### [Task statement]
Write out exactly the lines running from the line that includes "of the sliding" to the end of the data, both ends included, and nothing besides.

### [Given records]
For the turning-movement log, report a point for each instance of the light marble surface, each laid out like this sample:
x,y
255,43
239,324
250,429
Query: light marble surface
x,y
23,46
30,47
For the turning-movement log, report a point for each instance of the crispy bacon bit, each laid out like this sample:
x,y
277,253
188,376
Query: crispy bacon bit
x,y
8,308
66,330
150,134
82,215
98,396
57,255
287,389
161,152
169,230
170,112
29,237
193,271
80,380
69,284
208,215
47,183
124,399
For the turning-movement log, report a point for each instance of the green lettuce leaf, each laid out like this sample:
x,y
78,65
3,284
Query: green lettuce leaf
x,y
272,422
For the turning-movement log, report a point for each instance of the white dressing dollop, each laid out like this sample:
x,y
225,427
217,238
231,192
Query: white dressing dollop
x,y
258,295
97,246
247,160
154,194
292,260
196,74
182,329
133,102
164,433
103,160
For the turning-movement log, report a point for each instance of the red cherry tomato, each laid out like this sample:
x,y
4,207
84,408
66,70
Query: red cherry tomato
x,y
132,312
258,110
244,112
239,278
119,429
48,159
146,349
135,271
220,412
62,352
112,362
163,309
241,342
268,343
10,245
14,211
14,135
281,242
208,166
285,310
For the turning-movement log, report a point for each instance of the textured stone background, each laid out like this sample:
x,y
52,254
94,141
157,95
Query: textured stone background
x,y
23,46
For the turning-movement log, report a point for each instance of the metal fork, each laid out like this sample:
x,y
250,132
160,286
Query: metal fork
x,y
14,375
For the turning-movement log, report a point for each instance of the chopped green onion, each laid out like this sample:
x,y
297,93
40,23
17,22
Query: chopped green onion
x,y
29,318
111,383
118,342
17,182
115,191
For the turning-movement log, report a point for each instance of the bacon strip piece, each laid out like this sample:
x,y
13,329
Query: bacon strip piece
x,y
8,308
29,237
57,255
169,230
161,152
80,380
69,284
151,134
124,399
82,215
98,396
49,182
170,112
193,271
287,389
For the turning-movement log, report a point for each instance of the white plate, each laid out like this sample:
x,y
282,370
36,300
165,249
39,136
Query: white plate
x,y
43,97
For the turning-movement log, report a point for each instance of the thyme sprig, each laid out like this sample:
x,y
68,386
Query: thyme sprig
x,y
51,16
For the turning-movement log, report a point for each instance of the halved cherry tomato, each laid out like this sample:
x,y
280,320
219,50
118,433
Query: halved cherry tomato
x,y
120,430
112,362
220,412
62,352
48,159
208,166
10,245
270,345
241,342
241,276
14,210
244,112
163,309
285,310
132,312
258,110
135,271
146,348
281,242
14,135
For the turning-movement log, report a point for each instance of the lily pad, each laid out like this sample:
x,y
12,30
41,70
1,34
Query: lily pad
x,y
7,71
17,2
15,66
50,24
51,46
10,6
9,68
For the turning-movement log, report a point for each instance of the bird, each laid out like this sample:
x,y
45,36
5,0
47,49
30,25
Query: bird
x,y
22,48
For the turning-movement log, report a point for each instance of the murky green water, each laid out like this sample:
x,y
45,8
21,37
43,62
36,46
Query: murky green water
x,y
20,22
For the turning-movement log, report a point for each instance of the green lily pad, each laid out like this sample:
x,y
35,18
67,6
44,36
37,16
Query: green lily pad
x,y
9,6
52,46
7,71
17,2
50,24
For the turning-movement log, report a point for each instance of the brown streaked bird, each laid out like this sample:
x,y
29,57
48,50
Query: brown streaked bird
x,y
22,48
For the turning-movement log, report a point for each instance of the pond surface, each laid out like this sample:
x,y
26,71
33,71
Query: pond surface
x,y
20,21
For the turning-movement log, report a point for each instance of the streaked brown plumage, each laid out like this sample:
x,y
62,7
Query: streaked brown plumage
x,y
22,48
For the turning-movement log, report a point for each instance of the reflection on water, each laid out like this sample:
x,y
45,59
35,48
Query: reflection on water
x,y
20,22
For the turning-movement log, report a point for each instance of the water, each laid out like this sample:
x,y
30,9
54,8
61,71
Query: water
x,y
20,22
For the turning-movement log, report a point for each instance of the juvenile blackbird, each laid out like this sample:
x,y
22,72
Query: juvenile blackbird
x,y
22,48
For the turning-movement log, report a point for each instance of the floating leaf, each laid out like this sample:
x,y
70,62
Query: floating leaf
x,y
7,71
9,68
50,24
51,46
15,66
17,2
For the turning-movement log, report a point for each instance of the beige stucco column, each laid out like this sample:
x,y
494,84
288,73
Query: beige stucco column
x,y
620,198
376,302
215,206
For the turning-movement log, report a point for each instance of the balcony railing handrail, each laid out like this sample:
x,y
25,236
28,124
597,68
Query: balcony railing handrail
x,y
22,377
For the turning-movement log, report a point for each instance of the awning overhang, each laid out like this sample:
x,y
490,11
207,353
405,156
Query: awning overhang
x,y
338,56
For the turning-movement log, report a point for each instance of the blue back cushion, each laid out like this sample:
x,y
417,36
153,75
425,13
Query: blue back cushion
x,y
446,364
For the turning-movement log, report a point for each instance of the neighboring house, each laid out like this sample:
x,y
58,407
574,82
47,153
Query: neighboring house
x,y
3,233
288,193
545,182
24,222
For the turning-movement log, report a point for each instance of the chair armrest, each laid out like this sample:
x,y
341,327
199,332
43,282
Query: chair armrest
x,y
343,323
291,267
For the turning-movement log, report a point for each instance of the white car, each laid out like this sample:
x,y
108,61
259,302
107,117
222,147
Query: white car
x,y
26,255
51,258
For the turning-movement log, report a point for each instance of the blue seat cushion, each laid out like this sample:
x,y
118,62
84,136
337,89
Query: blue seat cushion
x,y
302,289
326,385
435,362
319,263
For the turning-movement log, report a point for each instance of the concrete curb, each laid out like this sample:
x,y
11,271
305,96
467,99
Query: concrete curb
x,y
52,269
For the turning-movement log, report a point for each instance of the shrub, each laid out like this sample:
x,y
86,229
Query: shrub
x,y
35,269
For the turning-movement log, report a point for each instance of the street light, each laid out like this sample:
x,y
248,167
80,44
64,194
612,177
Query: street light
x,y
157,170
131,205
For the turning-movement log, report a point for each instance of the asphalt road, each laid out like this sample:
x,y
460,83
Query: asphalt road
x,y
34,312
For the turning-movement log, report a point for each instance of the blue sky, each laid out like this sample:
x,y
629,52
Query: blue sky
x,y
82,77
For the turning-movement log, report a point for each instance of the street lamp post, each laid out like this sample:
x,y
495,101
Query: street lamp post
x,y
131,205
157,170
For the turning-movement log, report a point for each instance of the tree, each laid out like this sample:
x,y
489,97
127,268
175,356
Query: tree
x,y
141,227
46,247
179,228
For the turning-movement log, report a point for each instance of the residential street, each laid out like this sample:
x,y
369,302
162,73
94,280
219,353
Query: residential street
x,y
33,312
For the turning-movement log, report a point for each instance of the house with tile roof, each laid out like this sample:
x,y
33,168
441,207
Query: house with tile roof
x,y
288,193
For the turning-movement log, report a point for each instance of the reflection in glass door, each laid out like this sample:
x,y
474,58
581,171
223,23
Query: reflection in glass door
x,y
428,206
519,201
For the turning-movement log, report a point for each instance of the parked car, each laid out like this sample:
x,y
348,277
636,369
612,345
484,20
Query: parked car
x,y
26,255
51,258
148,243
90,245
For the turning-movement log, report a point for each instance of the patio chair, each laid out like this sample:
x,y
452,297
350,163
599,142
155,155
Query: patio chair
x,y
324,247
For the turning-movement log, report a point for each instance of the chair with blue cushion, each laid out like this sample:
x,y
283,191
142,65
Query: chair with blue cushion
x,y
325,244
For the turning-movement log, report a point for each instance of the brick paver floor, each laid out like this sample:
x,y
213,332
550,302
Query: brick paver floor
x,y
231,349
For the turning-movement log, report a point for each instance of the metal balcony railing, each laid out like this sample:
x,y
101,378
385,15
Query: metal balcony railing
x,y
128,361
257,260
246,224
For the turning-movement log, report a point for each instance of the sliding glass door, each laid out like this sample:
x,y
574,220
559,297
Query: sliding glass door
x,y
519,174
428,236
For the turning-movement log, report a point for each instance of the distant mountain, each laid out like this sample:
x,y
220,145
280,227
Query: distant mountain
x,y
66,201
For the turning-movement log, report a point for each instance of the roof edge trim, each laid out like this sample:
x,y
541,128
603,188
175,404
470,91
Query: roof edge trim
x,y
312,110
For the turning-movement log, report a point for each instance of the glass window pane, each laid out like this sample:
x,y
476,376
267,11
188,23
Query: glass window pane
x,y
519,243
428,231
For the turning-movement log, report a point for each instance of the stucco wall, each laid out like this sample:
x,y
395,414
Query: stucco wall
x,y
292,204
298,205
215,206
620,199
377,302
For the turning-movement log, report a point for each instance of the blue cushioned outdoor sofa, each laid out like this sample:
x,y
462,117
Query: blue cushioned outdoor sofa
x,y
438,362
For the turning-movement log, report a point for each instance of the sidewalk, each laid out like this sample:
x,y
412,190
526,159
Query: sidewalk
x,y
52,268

### [Task response]
For the turning-movement log, report a point for each instance of the sliding glass door, each laid out like this sample:
x,y
574,220
559,297
Query: sliding glass door
x,y
519,174
428,236
For the turning-movement log, report a point for each instance of the distant mountain, each laid out like this sample:
x,y
220,145
280,227
Query: distant mountain
x,y
66,201
For the turning-movement log, report a point for each instance of the roof edge trim, each laid out like this sample:
x,y
541,128
603,188
175,404
470,91
Query: roof edge trim
x,y
312,110
For the turning-movement log, report a point for each instance of the glass window pane, each laid out like this sample:
x,y
476,376
267,11
188,23
Query: glass window pane
x,y
519,243
428,231
For the turning-movement log, report a point for each instance of the stucco wall, each laid out like this sample:
x,y
395,414
Query: stucco wall
x,y
292,204
298,205
215,206
620,199
377,302
For the turning-movement log, report a point for each instance of the blue cushioned outdoor sofa, each laid out like this sample:
x,y
462,117
Query: blue cushioned outdoor sofa
x,y
438,362
For the turning-movement log, report a point for each instance of the sidewalk, each laid out like this sample:
x,y
412,190
526,159
Query: sidewalk
x,y
52,268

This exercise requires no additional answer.